- **WHAT TO DO**
A: List every quality that, according to the entry on "bad wrong fun," calling a game by that phrase suggests the game has.
B: Retype the passage in the entry on "bad wrong fun" starting with "The earliest reference" and going on through "another social group.".

- **DOCUMENT EXCERPT**
::::

Illegitimate enjoyment. Saying that a game is "bad wrong fun" indicates that the game is somehow broken, unplayable, poor quality or weak - in ignorance of the fact that many groups are playing and enjoying it regularly. As such, this is not normally something that a person will say themselves, but something they will accuse other people of having said. For example, "John said that d20 is bad wrong fun" indicates that the speaker believes John's criticism of d20 to be foolish given the large number of groups playing and enjoying it. Rifts is often cited as a "bad wrong fun" game. Often written as a single word, badwrongfun.

"Bad wrong fun" is also often used in a more light-hearted sense to indicate the gamer equivalent of a guilty pleasure. "I know it's bad wrong fun, but I loved every minute of it!"

The earliest reference I can find to its usage is from RPG.net in 2004.

It is clearly a concept that is not peculiar to role playing games. For example, football matches could be badwrongfun for people who prefer opera (or, of course, vice-versa). In a more general sense, it encompasses a concept where the enjoyment of one social group is derided as not "proper" by another social group.

::::

- **DATA EXTRACT**
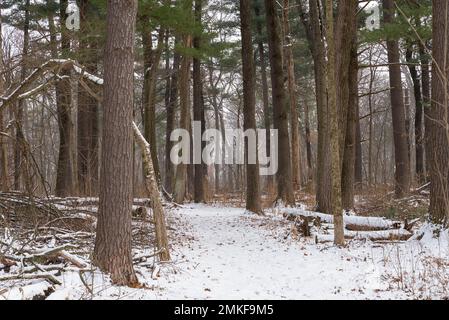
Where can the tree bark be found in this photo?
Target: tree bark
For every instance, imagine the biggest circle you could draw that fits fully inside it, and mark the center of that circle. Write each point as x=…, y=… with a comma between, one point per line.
x=419, y=116
x=171, y=109
x=198, y=110
x=249, y=107
x=316, y=44
x=19, y=156
x=437, y=124
x=155, y=197
x=337, y=209
x=425, y=83
x=349, y=158
x=402, y=160
x=112, y=252
x=280, y=110
x=64, y=172
x=88, y=108
x=4, y=185
x=347, y=92
x=291, y=84
x=184, y=102
x=151, y=64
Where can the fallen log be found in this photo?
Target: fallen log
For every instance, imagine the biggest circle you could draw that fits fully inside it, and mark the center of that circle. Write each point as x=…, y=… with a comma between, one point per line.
x=384, y=235
x=31, y=276
x=352, y=223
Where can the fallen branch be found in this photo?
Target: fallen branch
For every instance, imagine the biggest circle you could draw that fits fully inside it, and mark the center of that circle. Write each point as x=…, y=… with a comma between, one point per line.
x=385, y=235
x=353, y=223
x=31, y=276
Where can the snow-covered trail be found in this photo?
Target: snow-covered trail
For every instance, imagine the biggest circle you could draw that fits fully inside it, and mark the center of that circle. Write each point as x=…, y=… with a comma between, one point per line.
x=233, y=257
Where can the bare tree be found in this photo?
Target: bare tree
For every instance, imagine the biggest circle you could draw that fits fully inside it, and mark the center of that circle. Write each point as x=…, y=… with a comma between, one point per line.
x=249, y=106
x=337, y=209
x=3, y=147
x=198, y=109
x=280, y=110
x=402, y=160
x=113, y=241
x=437, y=125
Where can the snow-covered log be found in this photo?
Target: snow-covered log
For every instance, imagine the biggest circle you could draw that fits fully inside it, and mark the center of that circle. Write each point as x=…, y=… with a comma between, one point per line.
x=384, y=235
x=353, y=223
x=155, y=196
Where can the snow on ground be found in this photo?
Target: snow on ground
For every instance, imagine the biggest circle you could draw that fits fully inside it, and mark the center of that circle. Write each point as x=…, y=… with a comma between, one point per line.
x=229, y=254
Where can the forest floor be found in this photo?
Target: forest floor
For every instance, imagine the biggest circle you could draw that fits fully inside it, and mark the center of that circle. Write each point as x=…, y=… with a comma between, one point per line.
x=225, y=253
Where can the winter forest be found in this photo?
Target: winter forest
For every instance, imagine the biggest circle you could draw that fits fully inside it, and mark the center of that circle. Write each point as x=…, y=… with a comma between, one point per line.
x=224, y=149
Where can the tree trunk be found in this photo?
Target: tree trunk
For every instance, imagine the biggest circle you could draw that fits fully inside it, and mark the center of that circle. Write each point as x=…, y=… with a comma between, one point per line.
x=308, y=141
x=151, y=65
x=358, y=151
x=4, y=185
x=323, y=168
x=249, y=107
x=64, y=172
x=88, y=109
x=425, y=82
x=419, y=116
x=402, y=160
x=291, y=84
x=437, y=124
x=337, y=210
x=112, y=252
x=19, y=156
x=198, y=112
x=349, y=158
x=263, y=71
x=280, y=110
x=155, y=197
x=184, y=102
x=171, y=110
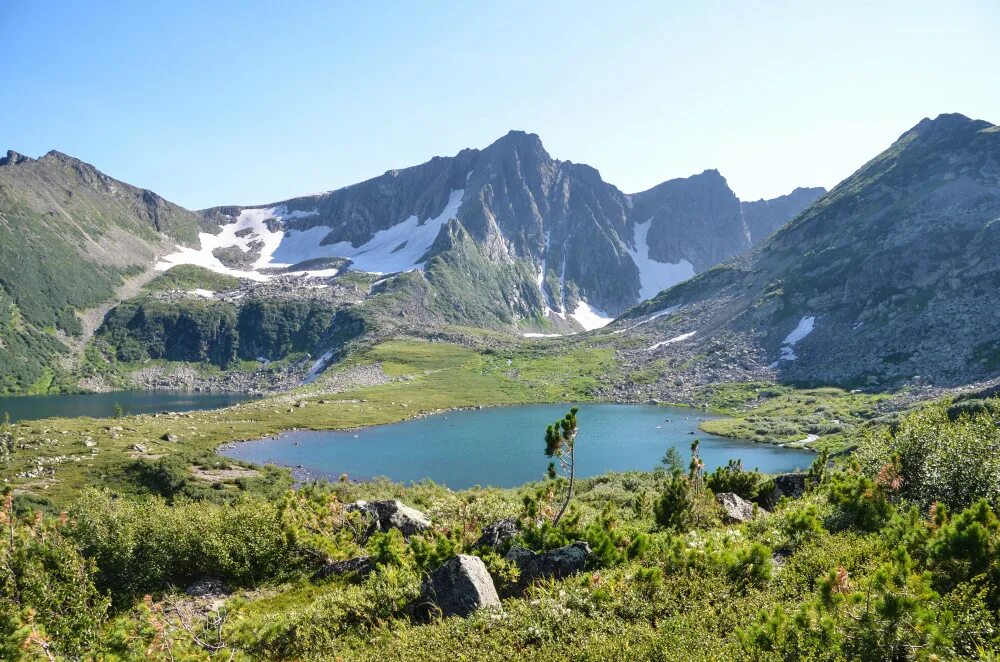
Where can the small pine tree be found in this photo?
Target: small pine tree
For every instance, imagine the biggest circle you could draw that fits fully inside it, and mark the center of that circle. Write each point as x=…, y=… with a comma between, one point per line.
x=560, y=443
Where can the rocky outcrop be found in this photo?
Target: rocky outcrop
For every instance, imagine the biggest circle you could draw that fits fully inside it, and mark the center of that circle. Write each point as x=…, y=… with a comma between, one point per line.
x=888, y=280
x=461, y=586
x=763, y=217
x=557, y=563
x=390, y=514
x=735, y=508
x=498, y=534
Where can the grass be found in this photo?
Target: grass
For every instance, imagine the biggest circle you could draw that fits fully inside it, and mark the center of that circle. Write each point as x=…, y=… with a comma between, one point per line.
x=53, y=459
x=765, y=412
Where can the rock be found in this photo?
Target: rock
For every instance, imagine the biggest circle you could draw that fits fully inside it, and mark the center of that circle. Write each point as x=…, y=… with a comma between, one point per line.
x=737, y=509
x=558, y=563
x=461, y=586
x=391, y=514
x=362, y=565
x=207, y=587
x=791, y=485
x=498, y=533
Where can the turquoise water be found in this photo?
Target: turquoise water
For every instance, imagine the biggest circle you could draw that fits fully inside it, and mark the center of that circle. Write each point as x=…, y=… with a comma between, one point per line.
x=100, y=405
x=504, y=446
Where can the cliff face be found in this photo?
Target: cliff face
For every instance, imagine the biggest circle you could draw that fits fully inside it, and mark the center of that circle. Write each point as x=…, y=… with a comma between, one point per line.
x=584, y=246
x=891, y=276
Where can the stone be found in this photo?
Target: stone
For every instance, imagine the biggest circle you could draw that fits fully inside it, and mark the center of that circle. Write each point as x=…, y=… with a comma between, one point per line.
x=461, y=586
x=558, y=563
x=391, y=514
x=498, y=533
x=791, y=485
x=736, y=509
x=208, y=587
x=362, y=565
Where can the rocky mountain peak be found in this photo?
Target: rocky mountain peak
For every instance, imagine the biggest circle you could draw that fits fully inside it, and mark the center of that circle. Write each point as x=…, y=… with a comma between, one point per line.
x=14, y=158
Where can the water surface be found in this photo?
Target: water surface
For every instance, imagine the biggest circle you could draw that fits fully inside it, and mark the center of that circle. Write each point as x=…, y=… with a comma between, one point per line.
x=100, y=405
x=504, y=446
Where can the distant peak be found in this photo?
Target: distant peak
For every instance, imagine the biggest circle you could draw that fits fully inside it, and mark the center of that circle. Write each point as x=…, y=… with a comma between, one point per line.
x=947, y=123
x=14, y=158
x=519, y=138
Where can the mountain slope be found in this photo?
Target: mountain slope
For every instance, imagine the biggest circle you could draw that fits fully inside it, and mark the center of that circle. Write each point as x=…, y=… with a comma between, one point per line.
x=893, y=275
x=588, y=250
x=69, y=236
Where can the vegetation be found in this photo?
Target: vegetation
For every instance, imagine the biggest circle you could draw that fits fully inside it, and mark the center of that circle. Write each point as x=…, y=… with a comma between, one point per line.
x=560, y=443
x=872, y=563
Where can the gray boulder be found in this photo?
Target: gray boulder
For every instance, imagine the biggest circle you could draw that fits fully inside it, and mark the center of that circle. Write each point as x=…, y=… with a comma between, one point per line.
x=390, y=514
x=558, y=563
x=735, y=508
x=461, y=586
x=498, y=533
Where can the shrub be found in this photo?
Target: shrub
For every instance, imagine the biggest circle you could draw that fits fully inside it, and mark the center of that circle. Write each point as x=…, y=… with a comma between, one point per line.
x=734, y=478
x=49, y=605
x=858, y=502
x=142, y=545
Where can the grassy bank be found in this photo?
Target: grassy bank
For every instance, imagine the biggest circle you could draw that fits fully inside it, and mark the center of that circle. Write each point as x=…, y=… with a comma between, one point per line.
x=53, y=459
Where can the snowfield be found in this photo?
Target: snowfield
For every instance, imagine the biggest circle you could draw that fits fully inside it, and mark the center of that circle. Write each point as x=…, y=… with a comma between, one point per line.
x=398, y=248
x=590, y=317
x=804, y=328
x=654, y=277
x=683, y=336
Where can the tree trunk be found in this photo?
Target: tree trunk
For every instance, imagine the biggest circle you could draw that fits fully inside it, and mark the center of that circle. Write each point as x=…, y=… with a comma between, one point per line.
x=569, y=492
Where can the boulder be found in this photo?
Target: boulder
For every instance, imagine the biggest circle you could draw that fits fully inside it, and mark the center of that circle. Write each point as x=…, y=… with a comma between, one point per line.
x=558, y=563
x=208, y=587
x=461, y=586
x=390, y=514
x=362, y=565
x=791, y=485
x=736, y=509
x=498, y=533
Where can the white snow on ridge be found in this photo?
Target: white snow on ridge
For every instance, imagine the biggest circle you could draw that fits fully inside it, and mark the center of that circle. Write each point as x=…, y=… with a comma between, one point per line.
x=661, y=313
x=398, y=248
x=804, y=328
x=654, y=277
x=683, y=336
x=590, y=317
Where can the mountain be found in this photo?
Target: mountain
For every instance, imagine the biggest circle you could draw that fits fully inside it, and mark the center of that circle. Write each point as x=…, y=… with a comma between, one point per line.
x=69, y=238
x=571, y=250
x=892, y=276
x=505, y=237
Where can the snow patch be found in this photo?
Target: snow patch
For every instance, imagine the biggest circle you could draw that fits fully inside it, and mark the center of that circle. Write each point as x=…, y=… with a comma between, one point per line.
x=654, y=276
x=590, y=317
x=398, y=248
x=683, y=336
x=804, y=328
x=665, y=311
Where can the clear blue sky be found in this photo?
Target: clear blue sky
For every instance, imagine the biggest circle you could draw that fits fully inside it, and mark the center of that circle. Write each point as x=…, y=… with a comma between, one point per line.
x=228, y=102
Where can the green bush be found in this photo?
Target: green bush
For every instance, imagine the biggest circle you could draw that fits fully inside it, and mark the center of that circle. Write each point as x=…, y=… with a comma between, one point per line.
x=49, y=605
x=144, y=545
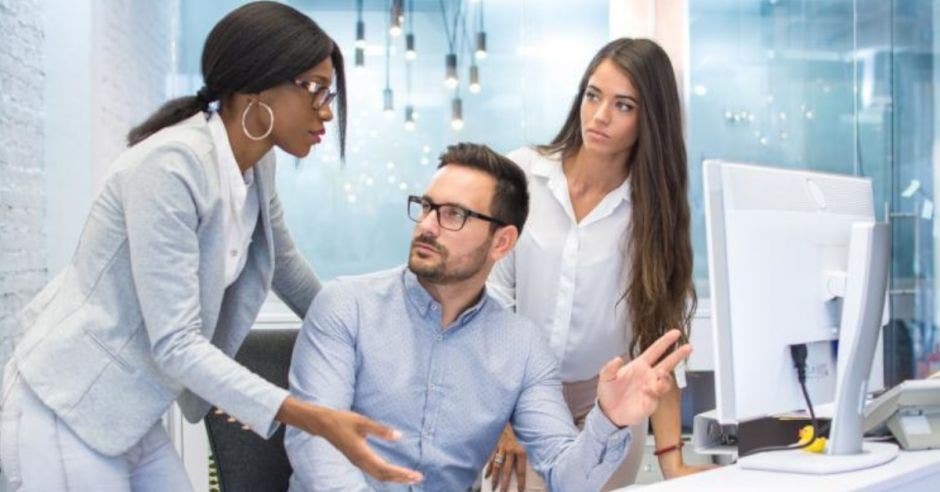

::::

- **SOLUTIONS TO THE EXERCISE**
A:
- broken
- unplayable
- poor quality
- weak

B:
The earliest reference I can find to its usage is from RPG.net in 2004.

It is clearly a concept that is not peculiar to role playing games. For example, football matches could be badwrongfun for people who prefer opera (or, of course, vice-versa). In a more general sense, it encompasses a concept where the enjoyment of one social group is derided as not "proper" by another social group.